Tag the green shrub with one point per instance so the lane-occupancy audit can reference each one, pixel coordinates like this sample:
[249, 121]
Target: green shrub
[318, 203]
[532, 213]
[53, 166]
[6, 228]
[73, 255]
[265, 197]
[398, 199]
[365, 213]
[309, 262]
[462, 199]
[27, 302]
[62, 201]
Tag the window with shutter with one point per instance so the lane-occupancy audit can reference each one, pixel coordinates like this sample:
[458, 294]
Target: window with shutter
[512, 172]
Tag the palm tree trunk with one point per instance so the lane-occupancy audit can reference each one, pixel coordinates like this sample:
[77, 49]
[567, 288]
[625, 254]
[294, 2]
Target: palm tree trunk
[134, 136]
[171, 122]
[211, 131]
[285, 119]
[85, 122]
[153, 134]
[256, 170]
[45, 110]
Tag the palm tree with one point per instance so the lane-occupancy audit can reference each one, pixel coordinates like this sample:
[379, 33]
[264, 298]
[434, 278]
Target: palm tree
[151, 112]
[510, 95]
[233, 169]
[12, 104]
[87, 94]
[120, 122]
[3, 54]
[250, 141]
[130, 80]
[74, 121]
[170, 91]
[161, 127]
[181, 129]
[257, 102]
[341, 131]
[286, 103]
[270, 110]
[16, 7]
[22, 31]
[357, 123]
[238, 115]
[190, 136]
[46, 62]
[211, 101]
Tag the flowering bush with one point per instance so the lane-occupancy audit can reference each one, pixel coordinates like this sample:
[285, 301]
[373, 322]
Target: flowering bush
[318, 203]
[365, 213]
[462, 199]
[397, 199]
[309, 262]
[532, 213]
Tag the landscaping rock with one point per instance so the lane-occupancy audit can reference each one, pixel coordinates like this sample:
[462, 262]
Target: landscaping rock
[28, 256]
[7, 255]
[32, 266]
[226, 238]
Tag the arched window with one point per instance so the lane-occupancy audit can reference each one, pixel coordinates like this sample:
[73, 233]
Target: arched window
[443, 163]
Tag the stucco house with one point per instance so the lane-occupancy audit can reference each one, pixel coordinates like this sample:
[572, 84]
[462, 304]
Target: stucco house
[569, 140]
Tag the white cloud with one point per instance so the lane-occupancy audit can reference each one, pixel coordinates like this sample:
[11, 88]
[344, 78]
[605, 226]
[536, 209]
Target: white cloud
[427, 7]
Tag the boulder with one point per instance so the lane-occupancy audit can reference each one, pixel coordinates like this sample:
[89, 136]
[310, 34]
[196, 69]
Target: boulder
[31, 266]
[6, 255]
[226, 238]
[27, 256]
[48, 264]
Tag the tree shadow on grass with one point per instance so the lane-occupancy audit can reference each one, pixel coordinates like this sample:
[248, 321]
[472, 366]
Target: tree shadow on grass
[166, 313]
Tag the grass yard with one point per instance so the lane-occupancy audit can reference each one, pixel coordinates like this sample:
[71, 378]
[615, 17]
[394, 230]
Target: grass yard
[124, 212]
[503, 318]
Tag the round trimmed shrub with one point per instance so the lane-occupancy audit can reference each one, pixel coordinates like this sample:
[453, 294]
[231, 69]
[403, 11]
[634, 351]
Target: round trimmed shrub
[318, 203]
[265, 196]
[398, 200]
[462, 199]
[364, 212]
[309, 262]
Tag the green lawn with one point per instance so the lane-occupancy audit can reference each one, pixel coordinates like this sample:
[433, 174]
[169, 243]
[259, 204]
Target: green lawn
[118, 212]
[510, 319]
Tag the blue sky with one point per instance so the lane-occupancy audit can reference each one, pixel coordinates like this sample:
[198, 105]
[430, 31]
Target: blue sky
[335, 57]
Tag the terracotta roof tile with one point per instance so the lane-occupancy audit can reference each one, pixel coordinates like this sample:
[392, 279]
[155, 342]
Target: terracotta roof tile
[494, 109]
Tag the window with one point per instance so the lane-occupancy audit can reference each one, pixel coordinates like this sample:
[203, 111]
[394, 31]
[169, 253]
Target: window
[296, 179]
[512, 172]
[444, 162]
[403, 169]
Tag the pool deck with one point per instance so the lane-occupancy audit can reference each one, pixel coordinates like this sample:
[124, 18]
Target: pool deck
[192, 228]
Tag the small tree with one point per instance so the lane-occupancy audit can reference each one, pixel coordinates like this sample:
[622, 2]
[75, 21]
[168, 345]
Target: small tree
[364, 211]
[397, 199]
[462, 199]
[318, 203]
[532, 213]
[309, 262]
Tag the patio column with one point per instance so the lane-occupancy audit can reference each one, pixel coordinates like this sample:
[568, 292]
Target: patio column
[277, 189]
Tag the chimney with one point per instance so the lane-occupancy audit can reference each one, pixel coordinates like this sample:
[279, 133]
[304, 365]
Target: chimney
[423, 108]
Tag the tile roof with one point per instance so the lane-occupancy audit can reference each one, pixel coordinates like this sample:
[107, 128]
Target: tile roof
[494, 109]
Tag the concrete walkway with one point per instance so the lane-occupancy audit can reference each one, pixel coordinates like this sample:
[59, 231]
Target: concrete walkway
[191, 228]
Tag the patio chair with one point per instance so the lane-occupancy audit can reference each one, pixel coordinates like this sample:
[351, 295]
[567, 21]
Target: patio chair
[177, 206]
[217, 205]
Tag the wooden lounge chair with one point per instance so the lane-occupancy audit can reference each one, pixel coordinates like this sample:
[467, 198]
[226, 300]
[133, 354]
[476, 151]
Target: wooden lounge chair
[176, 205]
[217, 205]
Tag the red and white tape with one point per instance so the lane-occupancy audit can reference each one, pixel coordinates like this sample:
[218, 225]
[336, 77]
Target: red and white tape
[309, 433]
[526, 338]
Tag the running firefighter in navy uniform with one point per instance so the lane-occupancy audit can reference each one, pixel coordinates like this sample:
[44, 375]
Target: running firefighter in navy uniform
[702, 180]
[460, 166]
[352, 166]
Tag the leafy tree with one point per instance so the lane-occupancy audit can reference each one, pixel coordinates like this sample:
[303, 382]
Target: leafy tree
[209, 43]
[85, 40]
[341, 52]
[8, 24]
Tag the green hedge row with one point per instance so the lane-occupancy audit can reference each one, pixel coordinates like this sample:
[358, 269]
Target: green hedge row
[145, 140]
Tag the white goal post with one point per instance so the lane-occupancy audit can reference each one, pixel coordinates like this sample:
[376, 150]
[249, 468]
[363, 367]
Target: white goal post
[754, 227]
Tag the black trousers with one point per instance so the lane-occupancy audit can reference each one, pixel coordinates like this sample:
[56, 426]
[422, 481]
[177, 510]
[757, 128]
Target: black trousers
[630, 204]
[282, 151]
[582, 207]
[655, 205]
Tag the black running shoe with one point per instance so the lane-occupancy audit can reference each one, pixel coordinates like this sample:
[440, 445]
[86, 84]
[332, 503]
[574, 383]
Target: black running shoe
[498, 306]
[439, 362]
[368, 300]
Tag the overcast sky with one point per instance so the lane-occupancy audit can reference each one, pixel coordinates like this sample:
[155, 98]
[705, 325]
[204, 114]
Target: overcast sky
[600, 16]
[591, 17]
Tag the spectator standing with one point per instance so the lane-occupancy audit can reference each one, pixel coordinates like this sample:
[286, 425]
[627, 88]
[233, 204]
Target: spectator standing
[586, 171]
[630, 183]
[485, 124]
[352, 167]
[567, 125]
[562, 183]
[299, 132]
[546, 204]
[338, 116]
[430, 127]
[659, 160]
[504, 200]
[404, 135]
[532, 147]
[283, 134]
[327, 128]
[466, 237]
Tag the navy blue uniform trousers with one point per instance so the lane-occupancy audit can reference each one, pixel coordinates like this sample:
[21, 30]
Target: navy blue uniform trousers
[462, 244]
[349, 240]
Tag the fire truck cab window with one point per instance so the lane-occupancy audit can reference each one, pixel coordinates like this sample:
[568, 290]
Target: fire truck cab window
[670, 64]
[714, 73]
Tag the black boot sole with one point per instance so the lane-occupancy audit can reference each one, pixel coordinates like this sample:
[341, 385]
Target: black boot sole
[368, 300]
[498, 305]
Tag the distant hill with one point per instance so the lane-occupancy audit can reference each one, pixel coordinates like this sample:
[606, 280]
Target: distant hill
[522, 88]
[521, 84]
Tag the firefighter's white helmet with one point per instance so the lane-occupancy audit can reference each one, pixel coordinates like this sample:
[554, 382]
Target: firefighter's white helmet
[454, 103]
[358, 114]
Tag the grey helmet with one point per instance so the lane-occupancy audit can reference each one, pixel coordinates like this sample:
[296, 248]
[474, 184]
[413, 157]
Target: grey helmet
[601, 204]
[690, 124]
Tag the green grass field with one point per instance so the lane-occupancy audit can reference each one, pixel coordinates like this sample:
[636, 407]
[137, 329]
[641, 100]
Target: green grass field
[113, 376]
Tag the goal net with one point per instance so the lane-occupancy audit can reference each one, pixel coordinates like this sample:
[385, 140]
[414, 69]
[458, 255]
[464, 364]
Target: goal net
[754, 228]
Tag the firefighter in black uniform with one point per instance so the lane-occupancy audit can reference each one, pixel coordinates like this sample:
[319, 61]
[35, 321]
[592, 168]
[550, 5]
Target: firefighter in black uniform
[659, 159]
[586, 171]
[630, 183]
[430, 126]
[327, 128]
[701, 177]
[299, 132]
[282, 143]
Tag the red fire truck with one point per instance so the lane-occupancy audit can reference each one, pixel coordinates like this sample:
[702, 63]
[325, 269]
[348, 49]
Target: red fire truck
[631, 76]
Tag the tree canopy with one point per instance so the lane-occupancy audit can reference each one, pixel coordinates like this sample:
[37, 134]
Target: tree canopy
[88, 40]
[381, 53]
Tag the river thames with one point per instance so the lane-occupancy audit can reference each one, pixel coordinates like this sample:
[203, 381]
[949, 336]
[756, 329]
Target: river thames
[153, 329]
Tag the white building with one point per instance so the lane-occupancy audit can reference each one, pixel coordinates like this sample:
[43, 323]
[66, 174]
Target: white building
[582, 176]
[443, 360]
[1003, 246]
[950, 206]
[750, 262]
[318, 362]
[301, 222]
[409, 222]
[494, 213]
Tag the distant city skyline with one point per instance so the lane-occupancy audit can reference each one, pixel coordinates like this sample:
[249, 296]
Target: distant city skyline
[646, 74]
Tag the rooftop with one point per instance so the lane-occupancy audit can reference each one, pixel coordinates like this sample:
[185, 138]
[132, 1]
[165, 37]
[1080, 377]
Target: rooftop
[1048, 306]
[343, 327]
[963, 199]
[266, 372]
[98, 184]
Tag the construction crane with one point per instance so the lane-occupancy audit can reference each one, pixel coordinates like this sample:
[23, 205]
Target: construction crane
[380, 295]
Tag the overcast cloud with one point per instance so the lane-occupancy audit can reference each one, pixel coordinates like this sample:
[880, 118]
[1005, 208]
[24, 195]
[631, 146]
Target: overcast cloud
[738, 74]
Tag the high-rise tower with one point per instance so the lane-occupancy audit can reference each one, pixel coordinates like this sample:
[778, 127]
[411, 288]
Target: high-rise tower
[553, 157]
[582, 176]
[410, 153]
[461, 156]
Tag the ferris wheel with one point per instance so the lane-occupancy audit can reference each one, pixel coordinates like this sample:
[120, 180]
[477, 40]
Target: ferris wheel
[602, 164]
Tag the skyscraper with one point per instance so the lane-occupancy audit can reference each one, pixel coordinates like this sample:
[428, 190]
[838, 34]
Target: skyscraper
● ● ● ● ●
**Problem to solve:** Every line above that holds the string "skyscraper" should be copied into the answer.

**Task solution:**
Tag the skyscraper with one point per instance so the lane-occupancy audit can reference each one, pixel coordinates like this sample:
Target: skyscraper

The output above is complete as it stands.